Together with Jerome, Paula and Eustochium spent more than a year traveling throughout Jerusalem (where they visited Melania’s monastery) and Egypt (where they stayed with the desert fathers). Finally, they settled in Bethlehem, where Paula used her own money and credit to establish two monasteries—one for men overseen by Jerome, and another for women. The convent was a mix of women from different social classes and countries who were united by the vows they’d taken, their complete segregation from men, even eunuchs, and their renunciation of any personal possessions and all forms of vanity. Paula, fanatical in her practice, liked to say, “A clean body and a clean dress mean an unclean soul.”
But her lasting impact is as an intellectual. She managed Jerome’s scholarly work, and she suggested that he translate the Bible (then in Hebrew and Greek) into Latin. She helped him pull it off, providing all the reference materials. Having taught herself Hebrew, she edited the manuscript for him, and she and her daughter made copies by hand. This version of the Bible, known as the Vulgate, became the standard version for the Catholic Church for about the next 1,500 years.

######

EXERCISE REQUIREMENTS |
According to the passage about Paula, what did she suggest Jerome translate into Latin? The entries that come next have nothing to do with the text.

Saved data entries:
######

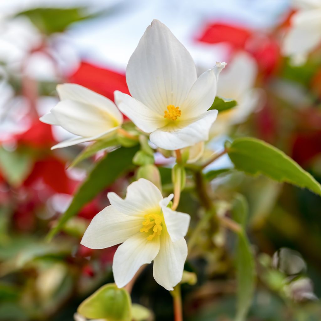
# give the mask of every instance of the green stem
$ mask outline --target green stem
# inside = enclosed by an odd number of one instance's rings
[[[219,158],[221,156],[222,156],[224,154],[226,154],[228,151],[226,148],[224,148],[220,153],[218,154],[214,154],[213,157],[209,160],[206,163],[204,163],[201,166],[201,168],[204,168],[207,166],[208,166],[210,164],[212,164],[214,160],[216,160],[218,158]]]

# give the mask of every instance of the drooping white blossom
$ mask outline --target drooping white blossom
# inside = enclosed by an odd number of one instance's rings
[[[257,72],[255,60],[245,52],[236,54],[223,71],[217,95],[233,99],[238,104],[220,113],[211,128],[211,136],[224,134],[231,126],[243,122],[257,106],[260,91],[254,88]]]
[[[151,141],[174,150],[208,139],[217,111],[208,110],[216,95],[217,63],[198,78],[189,53],[157,20],[148,26],[132,55],[126,80],[132,96],[115,92],[120,110]]]
[[[321,44],[321,0],[293,0],[299,10],[282,44],[283,54],[295,64],[304,63],[308,53]]]
[[[58,85],[57,91],[60,101],[40,120],[60,125],[79,137],[59,143],[52,149],[103,138],[123,123],[123,115],[116,105],[101,95],[75,84]]]
[[[173,195],[163,198],[159,190],[144,178],[128,187],[125,199],[112,192],[108,197],[111,205],[93,218],[81,244],[100,249],[123,243],[113,262],[118,287],[127,284],[142,265],[153,260],[155,280],[172,290],[182,279],[187,255],[184,237],[189,215],[167,207]]]

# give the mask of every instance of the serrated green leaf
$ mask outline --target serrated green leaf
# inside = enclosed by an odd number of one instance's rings
[[[38,8],[18,13],[27,17],[41,32],[47,35],[61,32],[72,23],[95,16],[84,8]]]
[[[50,240],[71,218],[104,188],[133,168],[132,160],[138,146],[120,147],[108,154],[99,162],[76,192],[71,204],[60,217],[57,225],[49,232]]]
[[[79,306],[77,312],[89,319],[131,321],[131,300],[124,288],[114,284],[102,286]]]
[[[233,202],[232,215],[243,228],[238,235],[236,247],[237,303],[235,321],[246,320],[254,292],[256,275],[254,260],[245,230],[248,207],[244,196],[237,195]]]
[[[238,138],[229,147],[228,153],[239,170],[254,175],[263,174],[321,195],[321,185],[313,176],[283,152],[263,141]]]
[[[9,152],[0,147],[0,171],[14,187],[19,186],[29,175],[32,162],[32,158],[28,154]]]
[[[216,109],[220,113],[233,108],[237,104],[237,101],[233,99],[227,99],[217,96],[209,110]]]
[[[147,321],[152,319],[152,313],[147,308],[140,304],[134,303],[132,305],[133,321]]]
[[[97,141],[93,144],[87,146],[84,149],[73,161],[71,164],[68,166],[68,168],[70,168],[74,167],[80,162],[94,155],[99,151],[108,147],[116,146],[118,142],[116,139],[107,141],[105,140]]]

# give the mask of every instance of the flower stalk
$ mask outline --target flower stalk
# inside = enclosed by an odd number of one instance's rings
[[[178,283],[171,292],[173,296],[174,321],[183,321],[183,308],[180,284]]]

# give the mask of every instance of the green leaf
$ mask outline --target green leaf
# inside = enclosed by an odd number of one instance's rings
[[[291,64],[291,60],[290,58],[285,60],[283,70],[281,71],[282,78],[307,86],[317,71],[318,64],[309,60],[303,65],[294,65]]]
[[[17,16],[28,17],[41,32],[47,35],[61,32],[72,23],[95,16],[84,8],[38,8],[23,11]]]
[[[140,304],[134,303],[132,306],[133,321],[147,321],[152,319],[152,312]]]
[[[68,168],[74,167],[82,160],[94,155],[102,149],[104,149],[108,147],[117,146],[117,144],[118,142],[116,139],[111,139],[107,141],[105,140],[97,141],[84,149],[68,166]]]
[[[209,171],[205,173],[204,177],[207,180],[211,181],[222,174],[230,172],[232,171],[233,169],[231,168],[221,168],[219,169],[213,169],[213,170]]]
[[[209,110],[216,109],[220,113],[221,111],[233,108],[237,104],[237,101],[233,99],[227,99],[217,96]]]
[[[181,191],[184,189],[186,183],[186,171],[180,164],[175,164],[172,169],[172,181],[174,186],[180,184]]]
[[[29,175],[32,159],[28,154],[18,151],[9,152],[0,147],[0,171],[9,184],[19,186]]]
[[[228,153],[235,168],[247,174],[263,174],[278,182],[308,188],[321,195],[321,185],[283,152],[263,141],[246,137],[236,139]]]
[[[125,289],[107,284],[98,289],[79,306],[77,312],[88,319],[131,321],[131,300]]]
[[[71,204],[47,235],[50,240],[70,218],[99,193],[112,184],[118,177],[133,168],[132,160],[138,147],[121,147],[108,154],[99,162],[87,179],[78,188]]]
[[[246,320],[254,292],[255,270],[254,258],[245,230],[248,212],[247,204],[242,195],[238,195],[233,203],[232,215],[243,228],[238,235],[236,248],[236,279],[237,282],[235,321]]]
[[[153,155],[150,155],[143,151],[138,151],[133,159],[133,162],[137,166],[143,166],[155,162]]]
[[[148,179],[160,190],[162,190],[160,171],[154,164],[148,164],[140,167],[137,171],[136,178],[137,179],[141,178]]]

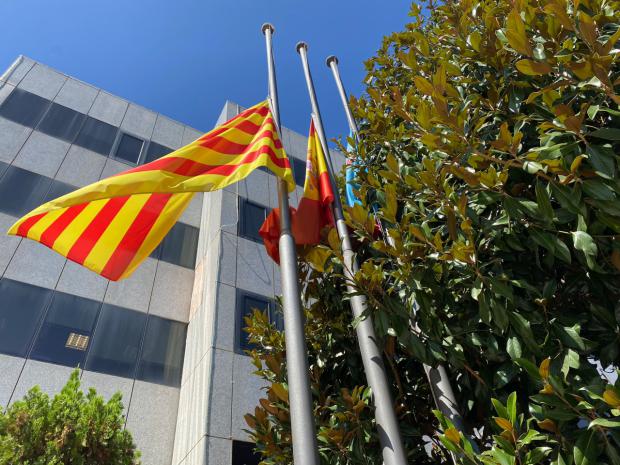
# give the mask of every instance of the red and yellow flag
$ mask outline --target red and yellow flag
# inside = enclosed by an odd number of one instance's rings
[[[327,225],[334,225],[331,204],[334,191],[329,179],[325,154],[321,142],[314,129],[314,121],[310,121],[308,136],[308,160],[306,162],[306,180],[304,195],[299,201],[297,210],[291,208],[291,229],[295,244],[311,245],[321,241],[321,231]],[[259,230],[269,256],[280,262],[278,240],[280,238],[280,211],[271,211]]]
[[[195,192],[222,189],[261,166],[295,188],[266,101],[164,157],[41,205],[9,234],[116,281],[150,255]]]

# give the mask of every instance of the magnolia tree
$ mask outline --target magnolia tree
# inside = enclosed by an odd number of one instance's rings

######

OUTPUT OF THE EXERCISE |
The Bible, which was then in Hebrew and Greek.